#### What you will do
Identify and copy all lines of the material where the string "hair" is found.

────────────────────

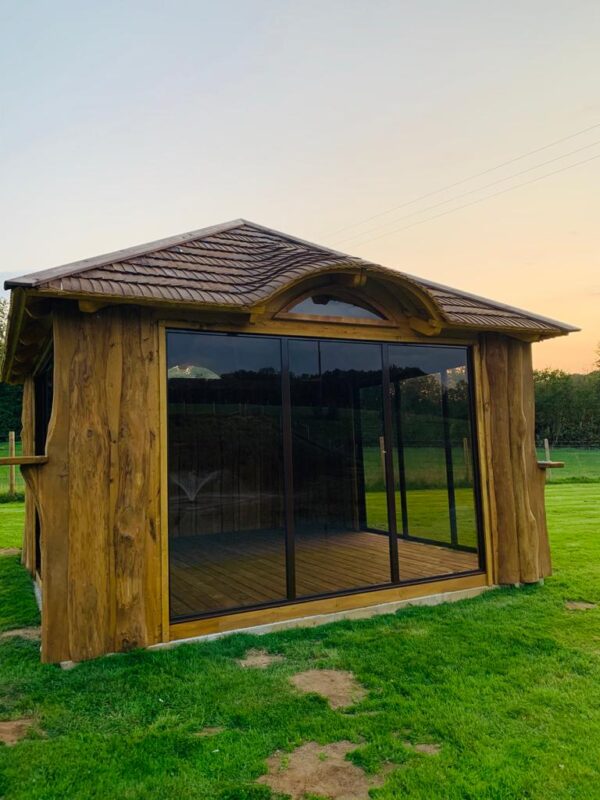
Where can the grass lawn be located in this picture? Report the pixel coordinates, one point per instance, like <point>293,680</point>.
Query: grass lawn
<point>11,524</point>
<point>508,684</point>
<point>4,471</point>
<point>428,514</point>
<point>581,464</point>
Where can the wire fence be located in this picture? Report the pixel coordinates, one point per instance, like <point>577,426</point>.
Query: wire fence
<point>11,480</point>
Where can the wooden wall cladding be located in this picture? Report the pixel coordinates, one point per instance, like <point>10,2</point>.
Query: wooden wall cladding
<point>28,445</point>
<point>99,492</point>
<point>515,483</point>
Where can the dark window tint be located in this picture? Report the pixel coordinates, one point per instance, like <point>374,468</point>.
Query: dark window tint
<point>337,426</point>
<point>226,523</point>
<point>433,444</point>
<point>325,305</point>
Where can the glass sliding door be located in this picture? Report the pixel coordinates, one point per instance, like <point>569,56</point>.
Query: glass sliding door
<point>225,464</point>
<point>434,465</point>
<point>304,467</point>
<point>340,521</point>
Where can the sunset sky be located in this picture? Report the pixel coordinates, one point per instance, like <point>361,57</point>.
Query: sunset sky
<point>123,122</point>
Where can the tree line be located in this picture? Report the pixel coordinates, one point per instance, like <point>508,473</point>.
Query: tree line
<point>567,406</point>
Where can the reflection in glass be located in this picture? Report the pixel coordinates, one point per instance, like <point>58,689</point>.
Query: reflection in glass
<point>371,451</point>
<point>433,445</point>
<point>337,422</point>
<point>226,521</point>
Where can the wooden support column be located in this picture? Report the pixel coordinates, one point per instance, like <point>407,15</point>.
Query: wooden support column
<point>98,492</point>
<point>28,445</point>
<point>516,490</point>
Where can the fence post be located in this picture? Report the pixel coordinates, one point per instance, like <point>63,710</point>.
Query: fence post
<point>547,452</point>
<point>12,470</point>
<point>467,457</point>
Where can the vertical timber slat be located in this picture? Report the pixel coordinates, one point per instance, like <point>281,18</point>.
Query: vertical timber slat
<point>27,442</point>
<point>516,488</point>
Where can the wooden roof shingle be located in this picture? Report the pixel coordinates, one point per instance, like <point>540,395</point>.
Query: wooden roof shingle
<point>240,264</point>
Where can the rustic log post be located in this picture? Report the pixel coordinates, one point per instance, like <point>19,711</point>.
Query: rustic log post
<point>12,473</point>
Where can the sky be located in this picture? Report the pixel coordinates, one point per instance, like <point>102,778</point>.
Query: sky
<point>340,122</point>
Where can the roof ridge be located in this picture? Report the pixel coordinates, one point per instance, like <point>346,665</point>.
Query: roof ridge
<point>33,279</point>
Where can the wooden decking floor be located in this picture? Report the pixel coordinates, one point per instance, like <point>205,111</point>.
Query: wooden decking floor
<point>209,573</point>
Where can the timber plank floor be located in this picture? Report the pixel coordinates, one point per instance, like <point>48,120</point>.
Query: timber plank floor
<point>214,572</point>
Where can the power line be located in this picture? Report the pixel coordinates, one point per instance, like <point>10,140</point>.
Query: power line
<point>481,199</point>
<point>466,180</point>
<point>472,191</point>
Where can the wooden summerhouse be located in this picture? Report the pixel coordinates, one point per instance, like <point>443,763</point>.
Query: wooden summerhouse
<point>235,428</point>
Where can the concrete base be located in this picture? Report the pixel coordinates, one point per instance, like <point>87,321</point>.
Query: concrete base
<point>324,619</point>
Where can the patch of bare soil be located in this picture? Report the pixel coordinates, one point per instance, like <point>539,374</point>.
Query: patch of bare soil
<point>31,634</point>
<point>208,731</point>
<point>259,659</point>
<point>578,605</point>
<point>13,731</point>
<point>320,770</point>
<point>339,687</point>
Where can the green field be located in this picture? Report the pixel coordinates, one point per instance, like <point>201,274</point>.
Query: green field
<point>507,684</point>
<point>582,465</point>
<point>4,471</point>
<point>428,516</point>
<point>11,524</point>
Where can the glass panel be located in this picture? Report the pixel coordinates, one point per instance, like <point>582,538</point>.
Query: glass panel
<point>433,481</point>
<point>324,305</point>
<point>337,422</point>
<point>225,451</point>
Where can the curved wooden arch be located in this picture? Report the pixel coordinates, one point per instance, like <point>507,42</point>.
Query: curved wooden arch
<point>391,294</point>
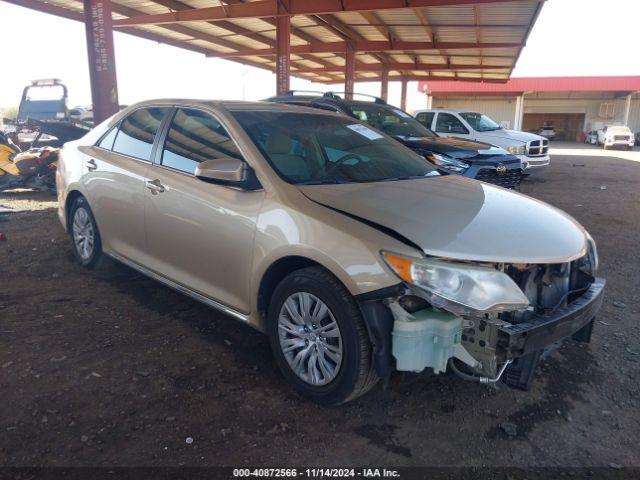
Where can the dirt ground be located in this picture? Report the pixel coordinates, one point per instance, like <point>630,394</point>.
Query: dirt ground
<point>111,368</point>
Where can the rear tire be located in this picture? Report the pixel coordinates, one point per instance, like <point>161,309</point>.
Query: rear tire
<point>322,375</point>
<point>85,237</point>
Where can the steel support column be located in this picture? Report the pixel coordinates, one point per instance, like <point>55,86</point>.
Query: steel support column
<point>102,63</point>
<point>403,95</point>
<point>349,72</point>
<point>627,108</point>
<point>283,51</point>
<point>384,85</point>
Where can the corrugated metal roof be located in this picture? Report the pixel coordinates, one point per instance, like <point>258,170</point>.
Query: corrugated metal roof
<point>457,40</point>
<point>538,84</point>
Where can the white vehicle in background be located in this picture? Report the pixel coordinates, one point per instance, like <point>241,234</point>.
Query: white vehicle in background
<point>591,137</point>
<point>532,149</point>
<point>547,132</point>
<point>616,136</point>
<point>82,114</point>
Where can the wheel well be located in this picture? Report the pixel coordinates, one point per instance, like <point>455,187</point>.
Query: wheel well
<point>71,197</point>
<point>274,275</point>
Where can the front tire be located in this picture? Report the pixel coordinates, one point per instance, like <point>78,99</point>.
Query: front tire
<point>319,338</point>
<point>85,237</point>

────────────────────

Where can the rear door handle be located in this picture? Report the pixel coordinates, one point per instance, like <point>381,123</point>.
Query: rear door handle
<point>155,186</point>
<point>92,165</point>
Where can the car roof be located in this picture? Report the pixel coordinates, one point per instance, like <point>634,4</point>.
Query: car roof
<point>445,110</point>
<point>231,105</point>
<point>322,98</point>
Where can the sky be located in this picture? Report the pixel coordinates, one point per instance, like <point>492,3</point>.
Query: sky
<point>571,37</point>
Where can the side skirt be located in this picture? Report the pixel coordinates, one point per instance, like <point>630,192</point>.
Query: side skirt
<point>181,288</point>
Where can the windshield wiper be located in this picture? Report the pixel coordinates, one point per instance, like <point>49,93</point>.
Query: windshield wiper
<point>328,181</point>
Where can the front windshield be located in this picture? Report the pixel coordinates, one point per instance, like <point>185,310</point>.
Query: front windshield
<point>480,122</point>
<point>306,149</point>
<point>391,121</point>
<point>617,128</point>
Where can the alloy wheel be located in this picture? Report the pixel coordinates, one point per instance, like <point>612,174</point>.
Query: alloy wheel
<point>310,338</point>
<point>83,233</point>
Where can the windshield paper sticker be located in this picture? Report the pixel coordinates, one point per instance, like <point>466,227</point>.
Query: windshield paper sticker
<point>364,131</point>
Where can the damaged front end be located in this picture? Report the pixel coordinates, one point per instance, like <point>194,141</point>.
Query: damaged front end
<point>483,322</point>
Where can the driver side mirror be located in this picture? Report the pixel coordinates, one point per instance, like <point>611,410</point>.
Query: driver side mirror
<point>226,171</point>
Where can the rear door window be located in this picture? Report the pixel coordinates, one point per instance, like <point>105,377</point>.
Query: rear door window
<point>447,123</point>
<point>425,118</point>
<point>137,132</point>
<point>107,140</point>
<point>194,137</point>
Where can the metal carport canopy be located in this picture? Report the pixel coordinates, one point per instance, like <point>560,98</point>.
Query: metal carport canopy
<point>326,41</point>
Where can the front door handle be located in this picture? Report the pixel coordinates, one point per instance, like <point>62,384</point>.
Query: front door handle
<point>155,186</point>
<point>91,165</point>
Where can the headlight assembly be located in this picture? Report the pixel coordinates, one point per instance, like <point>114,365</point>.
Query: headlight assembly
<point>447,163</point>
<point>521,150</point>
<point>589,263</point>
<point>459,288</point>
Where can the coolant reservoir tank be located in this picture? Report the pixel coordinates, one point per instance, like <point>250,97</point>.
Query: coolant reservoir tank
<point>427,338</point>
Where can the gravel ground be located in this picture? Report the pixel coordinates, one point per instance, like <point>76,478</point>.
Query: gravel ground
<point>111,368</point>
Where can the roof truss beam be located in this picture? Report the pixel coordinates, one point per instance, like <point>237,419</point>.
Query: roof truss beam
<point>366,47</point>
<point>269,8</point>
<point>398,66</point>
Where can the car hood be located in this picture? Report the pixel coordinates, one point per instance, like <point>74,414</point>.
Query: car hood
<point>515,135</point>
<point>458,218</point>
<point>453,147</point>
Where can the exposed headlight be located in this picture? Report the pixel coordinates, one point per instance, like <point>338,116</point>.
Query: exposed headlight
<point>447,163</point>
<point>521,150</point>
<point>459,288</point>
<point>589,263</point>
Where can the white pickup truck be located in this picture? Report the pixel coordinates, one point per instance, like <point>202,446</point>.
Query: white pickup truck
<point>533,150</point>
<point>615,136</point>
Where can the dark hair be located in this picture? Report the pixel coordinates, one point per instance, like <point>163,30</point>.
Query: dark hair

────────────────────

#### Answer to the exercise
Where can the dark hair be located in this picture? Report the pixel coordinates, one point per instance, like <point>163,30</point>.
Query: dark hair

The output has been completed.